[WORK TO DO]
Your task is to repeat all of the material exactly.

Point annotation records:
• • • •

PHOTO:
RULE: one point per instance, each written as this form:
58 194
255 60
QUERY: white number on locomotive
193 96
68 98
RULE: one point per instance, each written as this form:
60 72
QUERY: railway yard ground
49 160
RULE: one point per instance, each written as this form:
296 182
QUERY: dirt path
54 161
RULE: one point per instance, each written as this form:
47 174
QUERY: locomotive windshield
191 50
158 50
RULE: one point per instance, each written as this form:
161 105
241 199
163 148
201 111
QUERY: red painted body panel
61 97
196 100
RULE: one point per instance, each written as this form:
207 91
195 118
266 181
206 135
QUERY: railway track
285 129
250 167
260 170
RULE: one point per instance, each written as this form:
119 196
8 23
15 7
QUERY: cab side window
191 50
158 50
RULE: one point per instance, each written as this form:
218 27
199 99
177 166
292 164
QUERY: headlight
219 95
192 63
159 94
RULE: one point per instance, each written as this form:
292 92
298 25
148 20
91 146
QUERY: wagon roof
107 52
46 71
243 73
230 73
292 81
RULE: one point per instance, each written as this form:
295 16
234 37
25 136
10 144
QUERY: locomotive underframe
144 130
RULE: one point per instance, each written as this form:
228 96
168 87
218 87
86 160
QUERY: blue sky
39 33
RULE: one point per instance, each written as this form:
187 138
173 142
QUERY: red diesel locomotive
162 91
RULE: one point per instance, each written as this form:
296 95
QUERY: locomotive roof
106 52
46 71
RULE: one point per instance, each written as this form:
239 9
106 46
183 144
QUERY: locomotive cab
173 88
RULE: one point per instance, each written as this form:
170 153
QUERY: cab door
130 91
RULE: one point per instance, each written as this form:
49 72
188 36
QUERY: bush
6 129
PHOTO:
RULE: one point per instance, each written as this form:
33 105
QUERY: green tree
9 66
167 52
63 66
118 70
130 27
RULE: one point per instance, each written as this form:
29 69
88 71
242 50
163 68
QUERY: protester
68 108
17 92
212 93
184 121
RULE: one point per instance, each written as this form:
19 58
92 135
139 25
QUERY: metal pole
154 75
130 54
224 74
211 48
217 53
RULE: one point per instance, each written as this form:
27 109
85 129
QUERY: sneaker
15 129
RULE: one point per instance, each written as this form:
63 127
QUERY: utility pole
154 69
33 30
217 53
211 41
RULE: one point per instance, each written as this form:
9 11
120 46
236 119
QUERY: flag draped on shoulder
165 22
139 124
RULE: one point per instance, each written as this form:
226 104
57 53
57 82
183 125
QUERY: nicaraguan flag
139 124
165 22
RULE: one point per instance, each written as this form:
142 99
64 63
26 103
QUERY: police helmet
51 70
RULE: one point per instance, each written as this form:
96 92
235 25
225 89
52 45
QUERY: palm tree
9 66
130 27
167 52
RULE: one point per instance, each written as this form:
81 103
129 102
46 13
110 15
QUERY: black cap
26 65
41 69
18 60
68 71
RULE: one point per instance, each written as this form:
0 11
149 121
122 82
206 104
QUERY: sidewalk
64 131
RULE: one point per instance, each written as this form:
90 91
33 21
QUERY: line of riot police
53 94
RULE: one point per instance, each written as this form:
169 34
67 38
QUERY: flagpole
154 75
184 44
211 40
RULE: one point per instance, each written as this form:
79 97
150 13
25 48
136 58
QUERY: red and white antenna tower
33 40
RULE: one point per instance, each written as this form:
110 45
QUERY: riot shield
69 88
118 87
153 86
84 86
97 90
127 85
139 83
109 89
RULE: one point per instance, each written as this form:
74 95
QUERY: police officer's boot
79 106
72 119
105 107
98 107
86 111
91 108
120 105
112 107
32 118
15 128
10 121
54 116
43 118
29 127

• • • •

[RESULT]
PHOTO:
RULE: one point per instance, each written as this form:
58 194
255 60
QUERY: white number on locomotive
193 96
68 98
RULE: one point per instance, each written as this form:
60 72
QUERY: railway yard ground
49 160
RULE: one point per instance, each written as this form:
296 182
QUERY: dirt path
54 161
RULE: one point per instance, each written as this form:
47 174
QUERY: locomotive windshield
191 50
158 50
RULE: one point per instance, each written as this form:
161 105
241 199
163 148
201 111
QUERY: red painted body panel
61 97
196 100
RULE: one point per instance, each written as this form:
207 91
195 118
266 181
206 135
QUERY: railway track
285 129
250 167
260 170
RULE: one point per instance, each written as this form:
119 196
8 23
15 7
QUERY: cab side window
191 50
158 50
RULE: one point per instance, each written as this form:
218 27
199 99
177 166
292 164
QUERY: headlight
219 95
192 63
159 94
RULE: one point per instance, each written as this form:
292 92
298 25
148 20
91 146
QUERY: wagon roof
107 52
46 71
243 73
230 73
292 81
RULE: one point per instance, each written as this form:
295 16
234 37
25 136
10 144
QUERY: locomotive underframe
144 130
RULE: one point per instance, each written as this form:
228 96
168 87
218 87
86 160
QUERY: blue sky
39 33
RULE: one point per instance, each written as this form:
187 138
173 142
QUERY: red diesel locomotive
162 91
RULE: one point per instance, each written as this form:
296 95
QUERY: locomotive roof
106 52
46 71
RULE: one point per instance, each written as this form:
239 9
106 46
183 144
QUERY: locomotive cab
173 88
RULE: one point per instance, each written as this form:
170 153
QUERY: cab door
130 91
RULE: one point per instance, each written as this form:
49 72
188 36
QUERY: bush
6 129
PHOTO:
RULE: one point per instance, each written as this form:
33 105
QUERY: green tree
9 66
167 52
63 66
118 70
130 27
RULE: one point per instance, each written as this form:
29 69
88 71
242 50
163 68
QUERY: protester
68 108
17 92
212 93
184 121
RULE: one point per instance, each written as this form:
19 58
92 135
139 25
QUERY: metal pole
154 75
130 54
224 74
211 48
217 53
RULE: one point per instance, each written as this form:
27 109
85 129
QUERY: sneaker
15 129
RULE: one point per instance, each written as this form:
63 127
QUERY: utility pole
154 69
33 30
217 53
211 41
RULE: one point per instance, each written as this form:
9 11
120 46
236 119
QUERY: flag draped on shoulder
165 22
139 124
RULE: one point per instance, each written as this form:
226 104
57 53
57 82
183 125
QUERY: nicaraguan flag
139 124
165 22
RULE: one point per instance, each written as this form:
142 99
64 63
26 103
QUERY: police helmet
51 70
RULE: one point per instance, each written as this form:
96 92
235 25
225 89
52 45
QUERY: palm tree
9 66
130 27
167 52
RULE: one point per instance, each written as this form:
81 103
129 102
46 13
110 15
QUERY: black cap
26 65
41 69
18 60
68 71
RULE: one point per instance, each written as this form:
0 11
149 121
122 82
206 104
QUERY: sidewalk
64 131
RULE: one point per instance, each written as this form:
90 91
33 21
QUERY: line of riot police
53 94
RULE: one point per instance, each written as this form:
169 34
67 38
QUERY: flagpole
154 75
184 44
211 40
RULE: one point per instance, each written as this form:
79 97
150 13
25 48
136 58
QUERY: red and white antenna tower
33 40
RULE: one point per instance, each written as this form:
110 45
QUERY: riot shield
69 88
118 87
153 86
84 86
97 90
127 85
139 83
109 89
RULE: one point per instance, each written as this form:
74 95
QUERY: police officer's boot
79 106
72 119
105 107
98 107
86 111
91 108
120 105
112 107
32 118
15 128
10 121
54 116
43 118
29 127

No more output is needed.